+++ 읽을 글 +++

CNN은 data 분포에 불변한 vector space를 scan하는 반면,
저자들의 sampling 방식은 데이터의 의존하는 recptive field를 만든다.

Grouping Layer

$N \times (d + C)$사이즈 point set과 $N' \times d$사이즈 centroid set을 입력으로 받는다.
output은 $N' \times K \times (d + C)$사이즈 point set의 group이고,
각 그룹은 local region과 관련있고, $K$는 중심점 이웃에 있는 point의 수다.
$K$는 group마다 다르지만 PointNet layer는 point의 다양한 수를
고정된 길이의 local region feature vector로 변환할 수 있다.

Ball query는 query point의 반지름 안에 있는 모든 point를 찾는다. ($K$개 이하)
KNN과 비교하여, ball query's local neighborhood는 고정된 region scale을 보장한다.
따라서, local region feature가 더 일반화가 가능하고
이것은 local pattern recognition을 필요로 하는 task (segmentation)에 더 선호된다.

PointNet layer

input은 data size $N' \times K \times (d + C)$에 대한 $N'$ point local region이다.
output에 있는 local region은 centroid와 centroid의 이웃을 인코딩한 local feature에 의해
요약(abstract)되고 사이즈는 $N' \times (d + C)$

local region에 있는 point 좌표는 먼저 centroid point $x_{i}^{(j)} = x_{i}^{(j)} - \widehat{x}^{(j)}$와 관련된
local frame으로 변환한다.
$i = 1, 2, ..., K$고 $j = 1, 2, ..., d$이고 $\widehat{x}$는 중심 좌표다.
basic building block으로 PointNet을 사용하여 local pattern learning을 한다.
point feature와 연관된 좌표를 함께 사용함으로써,
local region에서 point-to-point relation을 capture할 수 있다.

3.3 Robust Feature Learning under Non-Uniform Sampling Density

point set이 서로다른 non-uniform 밀도에서 추출된 것이라는 사실은 자명하다.
각 non-uniformity는 point set feature learning에 상당한 문제점을 가져온다.
밀도높은 data에서 학습한 모델은 sparse한 sample에 대해서 일반화 성능이 떨어진다.
sparse point cloud에 대해 학습된 모델은 fine-grained local structure 인식을 잘 하지못한다.

이상적으로, 저자들은 밀도있게 sampling된 region에서 가장 미세한 detail을 capture하기 위해
가능한 정확하게(closely) point set을 검사하고 싶다.
그러나, 각 close 검사는 저밀도 영역에서는 제한된다.
왜냐하면 local pattern은 sampling 자체의 결함으로 인해 오염되기 때문이다.
그래서 이 저밀도 영역에서는 가장 인접한 영역에서 큰 scale region을 찾아야 한다.

이를 위해, 저자들은 input sampling density 변화가 있을 때,
서로다른 scale의 region으로 부터 feature를 결합하도록 학습하는
density adaptive PointNet layer를 제안한다.
이 density adpative PointNet을 PointNet++이라고 한다.

PointNet++에서, 각 abstraction level은 local pattern의 다중 scale로 추출되고
local point 밀도에 따라 지능적(intelligently)으로 그것들을 결합한다.

+++ 데이터 발췌 +++

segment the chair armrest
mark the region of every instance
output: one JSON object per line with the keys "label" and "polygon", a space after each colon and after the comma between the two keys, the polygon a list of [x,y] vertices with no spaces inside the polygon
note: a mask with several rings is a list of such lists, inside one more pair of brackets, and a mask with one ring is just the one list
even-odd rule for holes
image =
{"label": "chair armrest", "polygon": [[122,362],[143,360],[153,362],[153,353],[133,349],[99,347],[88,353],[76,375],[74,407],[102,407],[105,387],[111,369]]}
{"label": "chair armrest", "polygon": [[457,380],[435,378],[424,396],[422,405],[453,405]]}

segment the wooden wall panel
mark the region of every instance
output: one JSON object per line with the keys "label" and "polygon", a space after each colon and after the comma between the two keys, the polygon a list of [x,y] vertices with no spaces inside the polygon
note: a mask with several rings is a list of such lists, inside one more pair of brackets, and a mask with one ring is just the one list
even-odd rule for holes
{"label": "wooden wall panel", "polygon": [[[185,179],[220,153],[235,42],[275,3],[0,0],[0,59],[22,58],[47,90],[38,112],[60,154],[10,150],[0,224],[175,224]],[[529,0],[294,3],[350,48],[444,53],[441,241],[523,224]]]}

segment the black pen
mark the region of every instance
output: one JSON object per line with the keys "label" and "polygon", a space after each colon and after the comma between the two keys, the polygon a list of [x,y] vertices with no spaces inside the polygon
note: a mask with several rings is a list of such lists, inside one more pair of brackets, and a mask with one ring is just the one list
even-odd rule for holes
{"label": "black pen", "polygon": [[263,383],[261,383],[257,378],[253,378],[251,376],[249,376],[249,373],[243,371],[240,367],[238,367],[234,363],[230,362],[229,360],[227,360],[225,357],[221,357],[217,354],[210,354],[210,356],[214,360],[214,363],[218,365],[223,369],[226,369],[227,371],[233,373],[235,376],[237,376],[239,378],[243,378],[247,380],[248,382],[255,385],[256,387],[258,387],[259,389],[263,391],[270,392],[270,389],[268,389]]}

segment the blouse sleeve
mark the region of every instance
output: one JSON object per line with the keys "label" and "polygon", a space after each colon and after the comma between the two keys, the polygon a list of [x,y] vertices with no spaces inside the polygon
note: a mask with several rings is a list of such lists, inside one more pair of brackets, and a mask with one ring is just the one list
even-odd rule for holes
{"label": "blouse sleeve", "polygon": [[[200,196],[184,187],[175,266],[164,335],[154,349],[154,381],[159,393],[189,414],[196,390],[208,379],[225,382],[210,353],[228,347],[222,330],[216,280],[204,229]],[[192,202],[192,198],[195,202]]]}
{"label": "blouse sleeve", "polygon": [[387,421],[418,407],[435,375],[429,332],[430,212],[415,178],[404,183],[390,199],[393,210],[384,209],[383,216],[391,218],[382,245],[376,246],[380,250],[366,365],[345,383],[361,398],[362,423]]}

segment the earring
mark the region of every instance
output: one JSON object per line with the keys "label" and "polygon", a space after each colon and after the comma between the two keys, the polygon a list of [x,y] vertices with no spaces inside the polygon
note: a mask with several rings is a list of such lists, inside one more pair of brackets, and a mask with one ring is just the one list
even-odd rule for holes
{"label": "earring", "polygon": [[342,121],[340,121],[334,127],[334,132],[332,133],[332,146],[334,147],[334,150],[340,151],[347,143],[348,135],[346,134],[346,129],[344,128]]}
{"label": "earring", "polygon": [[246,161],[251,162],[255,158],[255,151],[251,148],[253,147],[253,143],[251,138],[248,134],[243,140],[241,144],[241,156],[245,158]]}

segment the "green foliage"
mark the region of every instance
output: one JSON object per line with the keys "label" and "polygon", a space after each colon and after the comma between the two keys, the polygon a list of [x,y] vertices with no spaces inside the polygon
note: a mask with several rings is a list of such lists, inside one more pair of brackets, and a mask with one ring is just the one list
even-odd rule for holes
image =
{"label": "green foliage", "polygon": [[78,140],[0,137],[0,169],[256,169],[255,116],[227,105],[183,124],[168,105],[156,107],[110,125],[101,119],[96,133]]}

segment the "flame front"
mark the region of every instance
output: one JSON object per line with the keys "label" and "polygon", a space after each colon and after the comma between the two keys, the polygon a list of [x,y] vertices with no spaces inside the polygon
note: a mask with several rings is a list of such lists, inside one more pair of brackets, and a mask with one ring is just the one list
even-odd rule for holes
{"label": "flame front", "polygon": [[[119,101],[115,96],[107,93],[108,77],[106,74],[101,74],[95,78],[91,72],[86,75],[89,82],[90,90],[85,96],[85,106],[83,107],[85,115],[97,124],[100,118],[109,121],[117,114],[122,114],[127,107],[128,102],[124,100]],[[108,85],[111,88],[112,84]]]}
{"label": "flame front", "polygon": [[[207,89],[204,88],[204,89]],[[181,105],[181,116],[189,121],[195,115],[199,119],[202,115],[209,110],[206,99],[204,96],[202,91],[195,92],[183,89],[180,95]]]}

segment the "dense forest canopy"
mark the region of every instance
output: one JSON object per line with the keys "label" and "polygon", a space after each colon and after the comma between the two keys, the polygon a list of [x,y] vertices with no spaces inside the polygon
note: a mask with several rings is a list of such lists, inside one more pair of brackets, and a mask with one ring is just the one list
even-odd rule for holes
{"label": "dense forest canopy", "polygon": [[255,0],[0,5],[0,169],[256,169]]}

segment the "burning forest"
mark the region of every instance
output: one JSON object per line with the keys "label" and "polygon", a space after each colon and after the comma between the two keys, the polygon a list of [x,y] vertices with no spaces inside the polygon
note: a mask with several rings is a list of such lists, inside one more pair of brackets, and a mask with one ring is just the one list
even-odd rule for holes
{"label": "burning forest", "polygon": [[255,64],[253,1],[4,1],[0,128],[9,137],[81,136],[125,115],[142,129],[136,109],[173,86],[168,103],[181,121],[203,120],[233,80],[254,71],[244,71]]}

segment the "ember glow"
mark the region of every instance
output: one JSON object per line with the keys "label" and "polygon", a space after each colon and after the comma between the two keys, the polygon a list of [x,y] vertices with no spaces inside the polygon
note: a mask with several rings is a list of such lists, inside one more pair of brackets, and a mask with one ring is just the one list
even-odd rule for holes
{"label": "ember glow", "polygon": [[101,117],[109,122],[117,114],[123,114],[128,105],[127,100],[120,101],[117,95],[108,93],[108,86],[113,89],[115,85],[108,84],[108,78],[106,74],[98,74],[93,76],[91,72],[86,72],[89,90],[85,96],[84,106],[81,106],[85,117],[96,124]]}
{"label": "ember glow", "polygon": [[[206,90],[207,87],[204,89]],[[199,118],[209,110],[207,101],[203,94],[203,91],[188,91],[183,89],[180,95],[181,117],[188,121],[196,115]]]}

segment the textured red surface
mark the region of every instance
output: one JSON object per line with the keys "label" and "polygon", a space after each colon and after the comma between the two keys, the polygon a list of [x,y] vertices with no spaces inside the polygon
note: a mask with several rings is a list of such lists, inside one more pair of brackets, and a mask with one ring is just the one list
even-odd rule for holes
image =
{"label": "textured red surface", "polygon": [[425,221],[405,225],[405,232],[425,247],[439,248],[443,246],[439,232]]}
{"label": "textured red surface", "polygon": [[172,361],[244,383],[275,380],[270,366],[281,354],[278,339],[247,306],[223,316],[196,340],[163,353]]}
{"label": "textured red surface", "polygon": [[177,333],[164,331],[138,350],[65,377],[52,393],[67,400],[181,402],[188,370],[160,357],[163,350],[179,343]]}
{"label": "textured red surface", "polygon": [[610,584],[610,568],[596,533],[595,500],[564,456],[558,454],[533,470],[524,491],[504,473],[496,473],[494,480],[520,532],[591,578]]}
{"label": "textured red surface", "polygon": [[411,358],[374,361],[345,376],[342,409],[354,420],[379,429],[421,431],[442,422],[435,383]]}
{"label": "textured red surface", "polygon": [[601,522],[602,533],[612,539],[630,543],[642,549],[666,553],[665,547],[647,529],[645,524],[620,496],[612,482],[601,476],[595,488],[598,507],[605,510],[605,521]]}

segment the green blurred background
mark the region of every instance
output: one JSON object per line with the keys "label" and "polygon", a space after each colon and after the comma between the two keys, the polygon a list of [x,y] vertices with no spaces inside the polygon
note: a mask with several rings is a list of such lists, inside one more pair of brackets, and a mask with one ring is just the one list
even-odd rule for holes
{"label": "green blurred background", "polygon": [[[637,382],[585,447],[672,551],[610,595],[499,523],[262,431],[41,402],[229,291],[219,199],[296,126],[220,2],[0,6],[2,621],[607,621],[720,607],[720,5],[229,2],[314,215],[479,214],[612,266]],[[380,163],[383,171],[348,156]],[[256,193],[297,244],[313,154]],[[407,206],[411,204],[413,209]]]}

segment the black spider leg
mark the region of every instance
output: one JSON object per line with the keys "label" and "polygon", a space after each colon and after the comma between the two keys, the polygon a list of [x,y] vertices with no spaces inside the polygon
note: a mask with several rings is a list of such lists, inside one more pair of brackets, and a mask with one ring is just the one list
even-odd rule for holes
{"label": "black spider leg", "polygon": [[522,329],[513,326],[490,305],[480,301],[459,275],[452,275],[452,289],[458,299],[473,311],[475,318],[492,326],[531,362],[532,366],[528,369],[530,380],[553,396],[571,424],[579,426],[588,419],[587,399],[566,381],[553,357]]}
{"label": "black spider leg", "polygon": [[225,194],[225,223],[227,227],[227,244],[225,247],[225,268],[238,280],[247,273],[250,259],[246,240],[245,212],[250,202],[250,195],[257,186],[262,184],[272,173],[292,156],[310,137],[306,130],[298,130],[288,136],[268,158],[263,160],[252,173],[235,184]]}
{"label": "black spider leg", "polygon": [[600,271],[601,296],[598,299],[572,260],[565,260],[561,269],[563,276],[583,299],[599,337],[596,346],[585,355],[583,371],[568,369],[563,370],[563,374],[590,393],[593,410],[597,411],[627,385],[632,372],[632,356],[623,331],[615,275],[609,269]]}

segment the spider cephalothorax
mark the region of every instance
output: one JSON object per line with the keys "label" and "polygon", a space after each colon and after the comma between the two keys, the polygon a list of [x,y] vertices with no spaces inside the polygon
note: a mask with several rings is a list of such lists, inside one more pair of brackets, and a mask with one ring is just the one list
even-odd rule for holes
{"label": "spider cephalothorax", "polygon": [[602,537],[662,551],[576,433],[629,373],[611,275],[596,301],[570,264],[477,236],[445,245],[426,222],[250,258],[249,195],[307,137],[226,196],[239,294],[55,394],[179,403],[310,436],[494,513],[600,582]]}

+++

### 수행할 작업
A. 읽을 글에서 "각 non-uniformity는 point"로 시작해 "인식을 잘 하지못한다."까지 이어지는 부분을 글자 하나 바꾸지 말고 옮겨 적으세요.
B. 읽을 글에 나오는 소제목을 빠짐없이 순서대로 적으세요.

### 작업별 결과
A.
각 non-uniformity는 point set feature learning에 상당한 문제점을 가져온다.
밀도높은 data에서 학습한 모델은 sparse한 sample에 대해서 일반화 성능이 떨어진다.
sparse point cloud에 대해 학습된 모델은 fine-grained local structure 인식을 잘 하지못한다.

B.
Grouping Layer
PointNet layer
3.3 Robust Feature Learning under Non-Uniform Sampling Density